++++ Data entries ++++

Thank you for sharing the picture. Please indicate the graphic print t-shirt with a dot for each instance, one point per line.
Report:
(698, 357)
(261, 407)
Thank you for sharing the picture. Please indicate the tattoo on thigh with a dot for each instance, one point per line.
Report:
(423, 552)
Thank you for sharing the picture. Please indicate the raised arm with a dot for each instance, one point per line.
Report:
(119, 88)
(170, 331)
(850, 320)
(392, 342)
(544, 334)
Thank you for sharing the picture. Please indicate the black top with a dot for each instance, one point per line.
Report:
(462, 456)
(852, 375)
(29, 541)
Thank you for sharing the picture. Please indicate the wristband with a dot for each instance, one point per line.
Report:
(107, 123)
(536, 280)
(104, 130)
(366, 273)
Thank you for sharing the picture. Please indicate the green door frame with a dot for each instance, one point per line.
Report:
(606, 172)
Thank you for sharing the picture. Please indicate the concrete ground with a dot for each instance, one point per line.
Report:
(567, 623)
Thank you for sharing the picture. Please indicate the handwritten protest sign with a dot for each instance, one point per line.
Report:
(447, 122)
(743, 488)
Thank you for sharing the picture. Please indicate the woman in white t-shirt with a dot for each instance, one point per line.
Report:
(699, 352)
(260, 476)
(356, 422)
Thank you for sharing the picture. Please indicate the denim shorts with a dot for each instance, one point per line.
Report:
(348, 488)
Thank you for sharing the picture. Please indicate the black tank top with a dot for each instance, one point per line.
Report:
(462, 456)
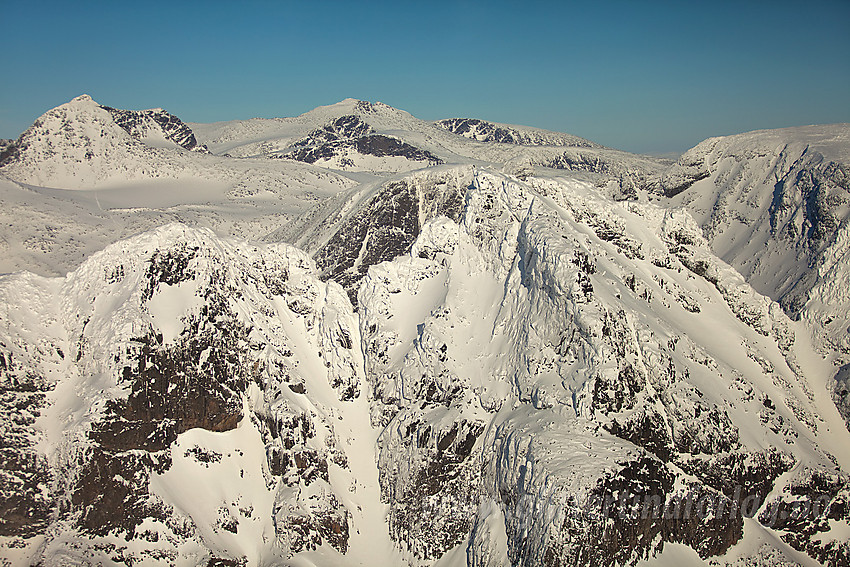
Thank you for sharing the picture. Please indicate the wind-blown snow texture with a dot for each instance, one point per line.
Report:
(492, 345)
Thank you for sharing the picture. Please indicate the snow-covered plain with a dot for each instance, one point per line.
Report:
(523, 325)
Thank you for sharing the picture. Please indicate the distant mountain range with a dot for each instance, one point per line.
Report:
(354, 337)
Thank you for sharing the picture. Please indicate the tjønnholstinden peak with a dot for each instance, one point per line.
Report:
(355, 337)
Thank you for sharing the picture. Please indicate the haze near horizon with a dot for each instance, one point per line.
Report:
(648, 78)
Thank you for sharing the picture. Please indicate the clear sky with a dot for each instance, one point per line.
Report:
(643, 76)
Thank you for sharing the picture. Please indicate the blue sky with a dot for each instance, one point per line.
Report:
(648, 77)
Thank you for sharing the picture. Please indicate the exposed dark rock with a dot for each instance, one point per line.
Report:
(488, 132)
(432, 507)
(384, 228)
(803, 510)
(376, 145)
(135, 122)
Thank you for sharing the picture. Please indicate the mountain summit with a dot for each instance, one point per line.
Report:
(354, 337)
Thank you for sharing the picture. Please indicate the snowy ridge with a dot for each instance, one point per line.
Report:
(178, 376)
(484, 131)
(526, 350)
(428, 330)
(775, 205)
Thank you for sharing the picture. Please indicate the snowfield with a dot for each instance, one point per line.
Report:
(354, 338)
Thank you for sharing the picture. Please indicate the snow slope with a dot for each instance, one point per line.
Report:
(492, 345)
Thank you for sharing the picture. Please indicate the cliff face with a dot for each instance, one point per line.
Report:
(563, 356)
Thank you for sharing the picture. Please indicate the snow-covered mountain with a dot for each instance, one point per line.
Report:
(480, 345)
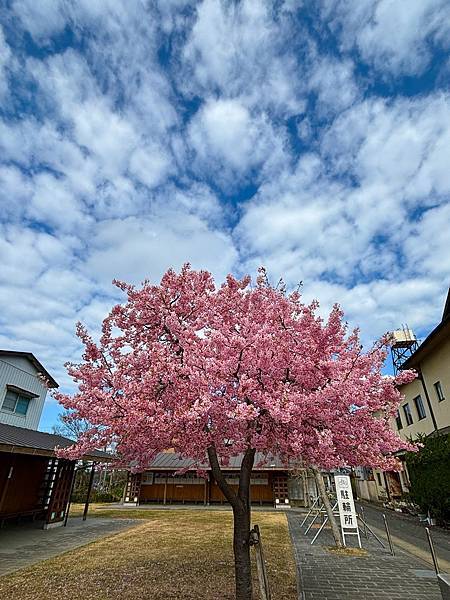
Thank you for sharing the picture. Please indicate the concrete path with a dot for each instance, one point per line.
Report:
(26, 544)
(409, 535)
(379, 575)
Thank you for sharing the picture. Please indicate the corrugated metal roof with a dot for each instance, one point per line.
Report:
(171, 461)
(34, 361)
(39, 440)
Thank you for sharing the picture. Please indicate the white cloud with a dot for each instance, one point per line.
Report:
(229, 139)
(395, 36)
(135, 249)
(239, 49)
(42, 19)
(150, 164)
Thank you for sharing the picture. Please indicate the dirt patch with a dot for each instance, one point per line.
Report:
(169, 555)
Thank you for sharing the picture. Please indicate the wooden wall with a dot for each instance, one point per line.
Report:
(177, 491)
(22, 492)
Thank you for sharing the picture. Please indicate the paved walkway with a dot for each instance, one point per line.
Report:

++++
++++ Data entries ++++

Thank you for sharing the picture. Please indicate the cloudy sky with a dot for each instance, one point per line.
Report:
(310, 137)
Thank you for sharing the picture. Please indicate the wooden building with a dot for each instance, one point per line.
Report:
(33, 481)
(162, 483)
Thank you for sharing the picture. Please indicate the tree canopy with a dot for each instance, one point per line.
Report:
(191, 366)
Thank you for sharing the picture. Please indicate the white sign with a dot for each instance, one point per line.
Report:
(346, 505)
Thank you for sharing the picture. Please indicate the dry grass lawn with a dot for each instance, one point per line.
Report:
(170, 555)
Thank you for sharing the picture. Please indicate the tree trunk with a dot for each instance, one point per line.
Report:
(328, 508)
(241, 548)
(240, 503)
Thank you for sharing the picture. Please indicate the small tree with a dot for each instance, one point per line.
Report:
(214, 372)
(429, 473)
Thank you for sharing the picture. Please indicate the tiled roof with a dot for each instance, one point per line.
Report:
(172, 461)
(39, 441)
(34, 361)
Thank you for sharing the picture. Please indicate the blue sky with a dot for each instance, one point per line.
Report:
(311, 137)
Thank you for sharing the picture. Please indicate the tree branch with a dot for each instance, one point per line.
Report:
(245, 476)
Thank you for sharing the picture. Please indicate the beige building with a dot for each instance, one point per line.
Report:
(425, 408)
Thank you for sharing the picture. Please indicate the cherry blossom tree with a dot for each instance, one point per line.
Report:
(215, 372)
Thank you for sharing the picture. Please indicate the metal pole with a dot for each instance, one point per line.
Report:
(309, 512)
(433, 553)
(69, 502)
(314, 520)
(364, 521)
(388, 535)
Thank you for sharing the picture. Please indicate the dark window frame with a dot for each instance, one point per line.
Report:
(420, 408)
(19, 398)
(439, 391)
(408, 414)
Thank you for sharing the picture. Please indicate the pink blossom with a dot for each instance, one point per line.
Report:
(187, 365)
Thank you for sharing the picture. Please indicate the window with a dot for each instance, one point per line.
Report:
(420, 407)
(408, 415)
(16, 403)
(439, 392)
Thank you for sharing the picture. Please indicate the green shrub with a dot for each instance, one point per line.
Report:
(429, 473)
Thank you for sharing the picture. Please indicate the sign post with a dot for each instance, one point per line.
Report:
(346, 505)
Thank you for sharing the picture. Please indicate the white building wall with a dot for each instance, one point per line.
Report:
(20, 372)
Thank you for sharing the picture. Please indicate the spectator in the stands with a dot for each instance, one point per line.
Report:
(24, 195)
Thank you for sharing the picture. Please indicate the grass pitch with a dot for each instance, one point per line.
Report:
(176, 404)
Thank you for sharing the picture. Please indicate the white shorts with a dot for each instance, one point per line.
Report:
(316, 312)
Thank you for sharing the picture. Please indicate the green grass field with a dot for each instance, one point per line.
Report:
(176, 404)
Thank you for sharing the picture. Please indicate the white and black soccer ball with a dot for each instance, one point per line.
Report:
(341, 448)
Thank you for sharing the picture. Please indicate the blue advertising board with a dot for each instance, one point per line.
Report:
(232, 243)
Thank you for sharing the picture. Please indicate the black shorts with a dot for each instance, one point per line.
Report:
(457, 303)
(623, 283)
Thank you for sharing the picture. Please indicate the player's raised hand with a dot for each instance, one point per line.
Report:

++++
++++ Data entries ++++

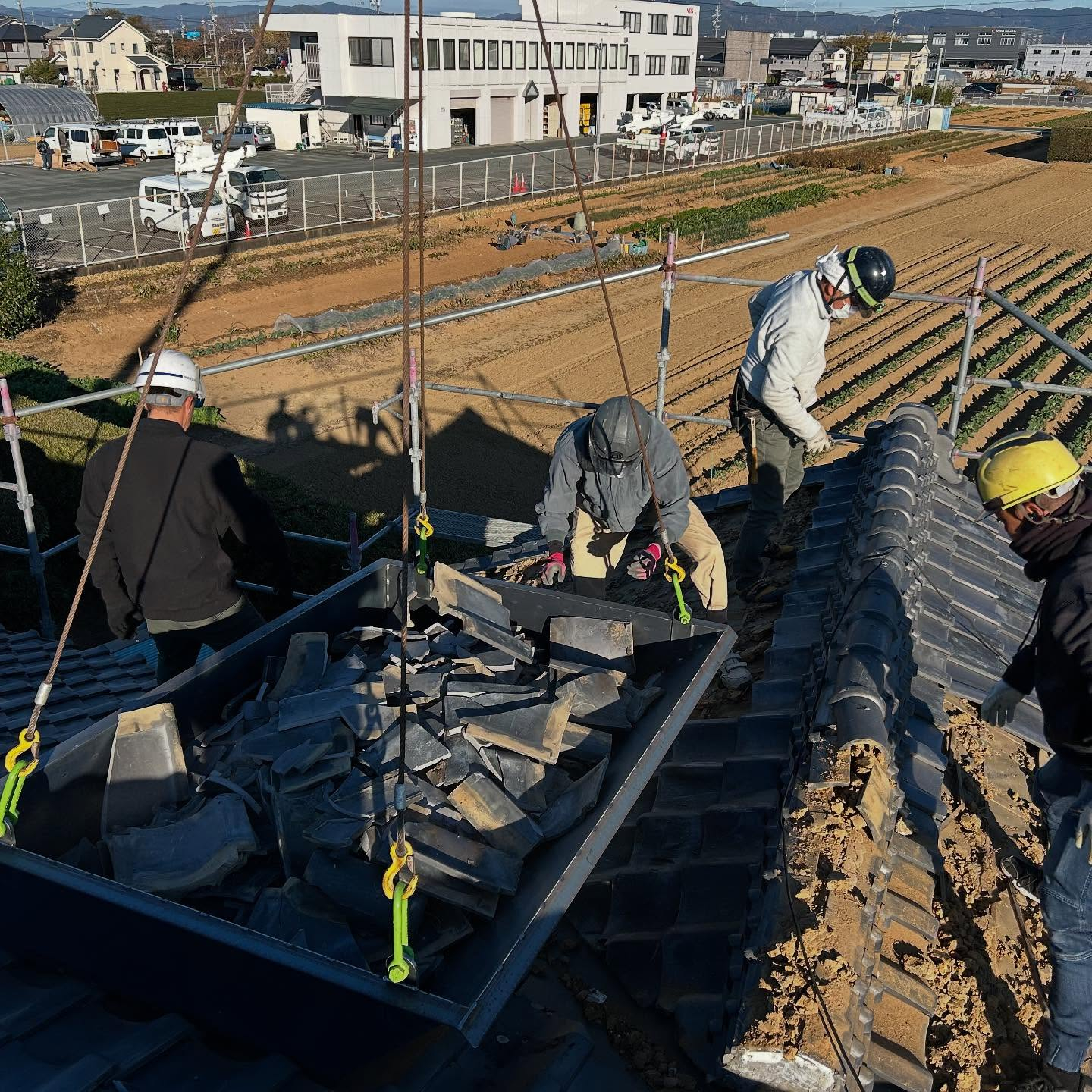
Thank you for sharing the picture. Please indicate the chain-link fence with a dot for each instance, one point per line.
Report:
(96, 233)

++++

## Task objective:
Pull out every line in the records above that contains the word "shirt".

## Correct output:
Thank you for sharing the picture. Please indicate the graphic print t-shirt with a dot for each instance, one point per line.
Thank you for sharing the picture. Please indicate the woman in white t-shirt with a dot for each instance, one point per line.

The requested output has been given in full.